- [Aim of the task]:
Echo the passage from the triathlon training blog below word for word, starting with "Well, I did" and going on through "big, long climb.".

- [Source extract]:
****************
Tomorrow, I will spend a couple hours finding a pre-season training program for January to April and then a full iron distance training program to get me motivated and focused. Next week I will finally nail down my anticipated 2013 race schedule. And I know all of you out there will be doing the same thing – and saying “no” to second helpings, decline a beer with the gang, determined to find time for yourself and your training. Just knowing we’re all in this together can give us the strength and courage we need.

See you at the finish!

Posted by: pursuingsub17 | September 17, 2012

Ironman – is it the name or the distance you care about most?

Well, I did it. Signed up for my first iron distance race three weeks ago today. I’m still miserable and depressed and haven’t been working out much. When I do, I’m exhausted. 4 mile runs are all I can handle. My friend climbed a big hill on her mountain bike out of the saddle and beat me to the top. By the time I got up there, she was off her bike, having a little rest and my legs were on fire. She doesn’t do triathlons - she doesn’t bike much. Yet she out biked me up a big, long climb.
****************
- [Study material]:

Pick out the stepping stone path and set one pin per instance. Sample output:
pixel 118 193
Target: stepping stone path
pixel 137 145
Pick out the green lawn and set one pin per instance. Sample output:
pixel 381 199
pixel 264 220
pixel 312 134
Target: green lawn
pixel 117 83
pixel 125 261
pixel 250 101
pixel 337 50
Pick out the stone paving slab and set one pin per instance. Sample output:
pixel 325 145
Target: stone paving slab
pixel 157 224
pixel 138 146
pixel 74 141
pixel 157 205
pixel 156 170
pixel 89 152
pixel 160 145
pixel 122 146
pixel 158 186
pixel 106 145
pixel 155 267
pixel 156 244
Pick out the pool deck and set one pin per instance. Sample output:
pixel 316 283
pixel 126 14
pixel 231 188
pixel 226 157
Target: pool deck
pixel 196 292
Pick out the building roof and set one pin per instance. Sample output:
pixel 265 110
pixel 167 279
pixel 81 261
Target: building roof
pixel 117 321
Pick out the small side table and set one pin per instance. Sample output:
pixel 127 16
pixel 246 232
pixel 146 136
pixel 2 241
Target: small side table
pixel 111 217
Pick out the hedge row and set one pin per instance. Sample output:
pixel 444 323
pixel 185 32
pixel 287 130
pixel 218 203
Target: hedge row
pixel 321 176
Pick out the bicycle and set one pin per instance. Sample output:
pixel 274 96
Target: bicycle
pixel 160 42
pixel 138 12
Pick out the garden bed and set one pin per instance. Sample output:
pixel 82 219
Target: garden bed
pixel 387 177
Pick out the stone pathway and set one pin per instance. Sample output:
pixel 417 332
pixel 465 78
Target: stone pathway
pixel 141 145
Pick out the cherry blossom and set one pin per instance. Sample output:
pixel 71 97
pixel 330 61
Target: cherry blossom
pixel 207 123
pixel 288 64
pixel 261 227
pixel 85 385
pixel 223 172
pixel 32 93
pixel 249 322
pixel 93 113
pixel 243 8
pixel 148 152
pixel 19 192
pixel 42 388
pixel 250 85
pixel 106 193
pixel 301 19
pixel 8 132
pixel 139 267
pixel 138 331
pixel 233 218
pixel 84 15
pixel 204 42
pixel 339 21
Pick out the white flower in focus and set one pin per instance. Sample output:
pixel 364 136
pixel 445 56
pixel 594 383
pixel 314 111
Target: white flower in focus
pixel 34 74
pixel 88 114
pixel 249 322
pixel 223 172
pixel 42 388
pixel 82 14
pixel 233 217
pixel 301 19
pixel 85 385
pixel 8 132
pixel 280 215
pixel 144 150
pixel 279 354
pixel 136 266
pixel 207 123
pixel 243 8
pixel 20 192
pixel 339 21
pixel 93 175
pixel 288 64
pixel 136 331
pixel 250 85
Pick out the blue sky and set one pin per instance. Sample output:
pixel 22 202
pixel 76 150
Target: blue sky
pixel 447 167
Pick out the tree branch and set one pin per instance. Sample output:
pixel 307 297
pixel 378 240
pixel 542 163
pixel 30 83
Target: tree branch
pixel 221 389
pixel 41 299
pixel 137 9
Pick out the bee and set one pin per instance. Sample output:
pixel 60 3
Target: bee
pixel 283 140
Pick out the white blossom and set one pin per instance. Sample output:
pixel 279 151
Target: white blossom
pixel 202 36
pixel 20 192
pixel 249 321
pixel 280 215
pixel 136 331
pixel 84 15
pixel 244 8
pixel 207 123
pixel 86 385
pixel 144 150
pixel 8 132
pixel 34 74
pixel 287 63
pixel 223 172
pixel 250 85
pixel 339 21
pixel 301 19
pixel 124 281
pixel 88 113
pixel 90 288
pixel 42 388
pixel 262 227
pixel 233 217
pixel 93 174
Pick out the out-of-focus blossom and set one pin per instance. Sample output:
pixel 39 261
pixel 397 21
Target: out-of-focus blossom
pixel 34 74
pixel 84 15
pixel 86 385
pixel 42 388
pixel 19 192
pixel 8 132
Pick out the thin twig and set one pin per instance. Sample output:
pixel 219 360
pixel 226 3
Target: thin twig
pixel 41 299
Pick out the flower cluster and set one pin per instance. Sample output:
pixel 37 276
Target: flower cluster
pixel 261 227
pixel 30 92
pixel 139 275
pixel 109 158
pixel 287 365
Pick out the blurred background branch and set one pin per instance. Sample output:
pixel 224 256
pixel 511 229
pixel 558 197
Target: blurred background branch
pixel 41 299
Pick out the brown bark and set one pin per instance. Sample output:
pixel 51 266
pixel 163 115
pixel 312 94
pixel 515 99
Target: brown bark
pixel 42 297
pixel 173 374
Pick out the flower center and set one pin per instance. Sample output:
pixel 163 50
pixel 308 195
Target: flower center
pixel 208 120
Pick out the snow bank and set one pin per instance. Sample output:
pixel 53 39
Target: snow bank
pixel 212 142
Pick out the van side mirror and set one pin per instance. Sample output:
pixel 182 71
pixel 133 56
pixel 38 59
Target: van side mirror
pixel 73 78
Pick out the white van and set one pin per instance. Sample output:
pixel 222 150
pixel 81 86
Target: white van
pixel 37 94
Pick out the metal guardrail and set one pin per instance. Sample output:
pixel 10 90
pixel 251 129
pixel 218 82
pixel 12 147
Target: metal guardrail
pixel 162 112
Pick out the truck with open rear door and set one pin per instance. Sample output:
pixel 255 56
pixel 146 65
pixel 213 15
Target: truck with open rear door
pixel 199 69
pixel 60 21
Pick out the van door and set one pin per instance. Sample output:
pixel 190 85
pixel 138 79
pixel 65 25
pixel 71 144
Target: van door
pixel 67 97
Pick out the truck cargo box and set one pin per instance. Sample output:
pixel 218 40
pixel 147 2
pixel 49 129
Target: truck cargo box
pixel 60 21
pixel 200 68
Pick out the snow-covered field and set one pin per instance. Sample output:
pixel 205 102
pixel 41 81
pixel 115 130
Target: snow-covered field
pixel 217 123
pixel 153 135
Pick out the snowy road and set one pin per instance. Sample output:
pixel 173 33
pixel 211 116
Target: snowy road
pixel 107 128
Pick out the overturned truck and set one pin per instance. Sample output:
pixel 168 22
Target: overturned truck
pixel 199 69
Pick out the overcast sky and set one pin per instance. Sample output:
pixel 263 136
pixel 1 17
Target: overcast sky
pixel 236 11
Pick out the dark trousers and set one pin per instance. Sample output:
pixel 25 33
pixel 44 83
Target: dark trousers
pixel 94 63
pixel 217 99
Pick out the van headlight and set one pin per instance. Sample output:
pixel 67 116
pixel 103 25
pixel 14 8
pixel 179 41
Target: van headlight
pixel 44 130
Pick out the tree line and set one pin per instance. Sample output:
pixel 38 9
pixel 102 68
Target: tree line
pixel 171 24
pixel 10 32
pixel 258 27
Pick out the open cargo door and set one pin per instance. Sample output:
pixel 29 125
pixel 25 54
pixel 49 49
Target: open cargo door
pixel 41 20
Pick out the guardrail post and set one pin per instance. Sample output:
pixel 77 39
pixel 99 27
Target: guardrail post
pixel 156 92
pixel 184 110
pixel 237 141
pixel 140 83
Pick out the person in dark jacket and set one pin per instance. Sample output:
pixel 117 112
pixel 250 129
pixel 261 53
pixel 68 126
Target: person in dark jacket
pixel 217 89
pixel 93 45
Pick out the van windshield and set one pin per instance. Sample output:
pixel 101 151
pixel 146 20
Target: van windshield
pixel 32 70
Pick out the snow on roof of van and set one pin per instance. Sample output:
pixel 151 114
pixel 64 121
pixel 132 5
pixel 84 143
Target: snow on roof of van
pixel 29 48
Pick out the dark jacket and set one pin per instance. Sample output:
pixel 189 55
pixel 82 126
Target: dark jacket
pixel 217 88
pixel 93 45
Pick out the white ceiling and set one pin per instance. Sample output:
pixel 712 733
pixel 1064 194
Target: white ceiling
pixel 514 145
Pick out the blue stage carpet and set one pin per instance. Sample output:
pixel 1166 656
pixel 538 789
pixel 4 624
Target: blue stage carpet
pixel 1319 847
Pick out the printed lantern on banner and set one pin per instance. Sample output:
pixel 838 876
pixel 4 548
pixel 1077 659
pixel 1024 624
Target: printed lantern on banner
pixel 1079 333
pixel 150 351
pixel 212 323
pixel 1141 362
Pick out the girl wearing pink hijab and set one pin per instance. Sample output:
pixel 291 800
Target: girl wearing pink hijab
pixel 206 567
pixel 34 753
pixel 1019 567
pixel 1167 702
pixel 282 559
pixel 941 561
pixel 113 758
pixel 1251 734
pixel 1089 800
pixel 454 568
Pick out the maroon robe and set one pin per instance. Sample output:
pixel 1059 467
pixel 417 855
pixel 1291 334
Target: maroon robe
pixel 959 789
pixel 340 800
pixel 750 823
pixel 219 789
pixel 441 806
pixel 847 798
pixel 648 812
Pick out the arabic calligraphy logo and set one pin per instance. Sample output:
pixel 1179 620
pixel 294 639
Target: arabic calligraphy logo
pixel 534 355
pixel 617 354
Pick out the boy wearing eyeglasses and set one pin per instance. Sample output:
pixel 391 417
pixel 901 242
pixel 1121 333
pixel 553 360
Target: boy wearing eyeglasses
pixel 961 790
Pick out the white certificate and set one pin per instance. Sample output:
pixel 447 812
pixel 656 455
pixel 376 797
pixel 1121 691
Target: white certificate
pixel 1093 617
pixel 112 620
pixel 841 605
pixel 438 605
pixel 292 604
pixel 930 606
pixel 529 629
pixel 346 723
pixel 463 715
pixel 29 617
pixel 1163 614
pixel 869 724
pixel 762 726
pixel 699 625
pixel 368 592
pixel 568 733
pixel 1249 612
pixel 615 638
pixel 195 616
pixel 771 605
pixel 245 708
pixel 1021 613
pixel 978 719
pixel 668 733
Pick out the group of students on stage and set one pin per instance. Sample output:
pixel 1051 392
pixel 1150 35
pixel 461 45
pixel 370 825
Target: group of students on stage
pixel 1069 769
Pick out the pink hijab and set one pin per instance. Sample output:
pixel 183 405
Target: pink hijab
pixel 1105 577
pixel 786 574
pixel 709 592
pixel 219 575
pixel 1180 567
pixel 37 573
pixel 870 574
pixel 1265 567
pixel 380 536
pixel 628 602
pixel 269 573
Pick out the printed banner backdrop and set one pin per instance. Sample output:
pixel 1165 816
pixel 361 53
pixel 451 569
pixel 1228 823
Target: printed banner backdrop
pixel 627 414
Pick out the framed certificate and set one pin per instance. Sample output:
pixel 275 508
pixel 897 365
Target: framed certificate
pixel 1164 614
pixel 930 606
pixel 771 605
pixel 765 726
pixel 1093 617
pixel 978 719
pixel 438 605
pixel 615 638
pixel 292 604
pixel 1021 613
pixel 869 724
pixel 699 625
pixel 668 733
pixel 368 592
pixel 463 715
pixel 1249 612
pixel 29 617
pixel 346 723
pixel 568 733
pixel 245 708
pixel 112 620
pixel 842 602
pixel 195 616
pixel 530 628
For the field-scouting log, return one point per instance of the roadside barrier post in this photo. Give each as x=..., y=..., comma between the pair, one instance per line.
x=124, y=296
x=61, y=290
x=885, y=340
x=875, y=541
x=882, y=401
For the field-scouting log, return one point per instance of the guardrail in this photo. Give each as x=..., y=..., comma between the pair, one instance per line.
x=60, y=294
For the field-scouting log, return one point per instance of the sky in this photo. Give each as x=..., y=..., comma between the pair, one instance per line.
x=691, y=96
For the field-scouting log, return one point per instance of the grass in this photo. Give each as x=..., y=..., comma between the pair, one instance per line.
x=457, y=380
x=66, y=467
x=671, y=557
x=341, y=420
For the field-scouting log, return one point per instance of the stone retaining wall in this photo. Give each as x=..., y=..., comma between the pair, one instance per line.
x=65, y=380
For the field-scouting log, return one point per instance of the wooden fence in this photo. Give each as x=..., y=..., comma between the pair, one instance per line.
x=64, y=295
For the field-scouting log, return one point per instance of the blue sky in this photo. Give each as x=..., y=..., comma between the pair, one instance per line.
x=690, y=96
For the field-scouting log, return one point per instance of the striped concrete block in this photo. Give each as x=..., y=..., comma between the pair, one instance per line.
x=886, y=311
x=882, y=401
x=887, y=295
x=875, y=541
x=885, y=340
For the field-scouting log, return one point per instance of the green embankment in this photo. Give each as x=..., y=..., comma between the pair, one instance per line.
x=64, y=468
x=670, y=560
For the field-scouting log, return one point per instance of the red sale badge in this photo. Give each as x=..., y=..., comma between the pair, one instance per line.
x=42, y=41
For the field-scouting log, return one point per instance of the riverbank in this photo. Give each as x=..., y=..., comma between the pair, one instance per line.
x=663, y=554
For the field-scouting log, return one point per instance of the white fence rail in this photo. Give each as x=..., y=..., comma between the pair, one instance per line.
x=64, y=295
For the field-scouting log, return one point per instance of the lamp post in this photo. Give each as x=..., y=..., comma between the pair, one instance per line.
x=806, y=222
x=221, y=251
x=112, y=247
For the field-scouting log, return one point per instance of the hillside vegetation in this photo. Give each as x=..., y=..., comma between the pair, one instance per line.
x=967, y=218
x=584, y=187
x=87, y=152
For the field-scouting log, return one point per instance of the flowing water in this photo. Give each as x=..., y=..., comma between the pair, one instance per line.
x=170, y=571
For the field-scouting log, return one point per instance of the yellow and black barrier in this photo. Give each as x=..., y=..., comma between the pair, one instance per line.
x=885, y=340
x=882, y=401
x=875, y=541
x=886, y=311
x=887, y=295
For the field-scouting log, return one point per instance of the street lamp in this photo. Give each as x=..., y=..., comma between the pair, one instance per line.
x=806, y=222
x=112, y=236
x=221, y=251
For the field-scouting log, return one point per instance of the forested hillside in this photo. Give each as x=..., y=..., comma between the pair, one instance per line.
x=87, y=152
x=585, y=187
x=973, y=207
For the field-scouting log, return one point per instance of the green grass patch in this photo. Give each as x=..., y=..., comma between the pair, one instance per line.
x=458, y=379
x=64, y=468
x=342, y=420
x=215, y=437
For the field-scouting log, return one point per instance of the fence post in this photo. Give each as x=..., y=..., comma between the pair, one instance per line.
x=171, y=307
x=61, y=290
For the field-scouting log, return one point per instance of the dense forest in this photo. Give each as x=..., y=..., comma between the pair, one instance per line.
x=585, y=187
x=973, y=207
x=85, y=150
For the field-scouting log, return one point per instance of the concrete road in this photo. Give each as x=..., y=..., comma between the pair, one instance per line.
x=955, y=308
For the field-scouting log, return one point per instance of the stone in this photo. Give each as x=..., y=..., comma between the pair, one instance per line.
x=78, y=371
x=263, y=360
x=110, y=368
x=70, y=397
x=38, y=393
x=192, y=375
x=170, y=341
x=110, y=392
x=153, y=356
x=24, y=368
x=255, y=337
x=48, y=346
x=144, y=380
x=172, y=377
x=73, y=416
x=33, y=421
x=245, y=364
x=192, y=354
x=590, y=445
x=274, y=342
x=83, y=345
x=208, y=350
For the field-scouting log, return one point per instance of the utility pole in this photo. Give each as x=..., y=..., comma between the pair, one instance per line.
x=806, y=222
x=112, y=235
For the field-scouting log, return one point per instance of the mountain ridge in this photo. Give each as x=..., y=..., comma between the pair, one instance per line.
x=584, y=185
****************
- [Solution for this problem]:
Well, I did it. Signed up for my first iron distance race three weeks ago today. I’m still miserable and depressed and haven’t been working out much. When I do, I’m exhausted. 4 mile runs are all I can handle. My friend climbed a big hill on her mountain bike out of the saddle and beat me to the top. By the time I got up there, she was off her bike, having a little rest and my legs were on fire. She doesn’t do triathlons - she doesn’t bike much. Yet she out biked me up a big, long climb.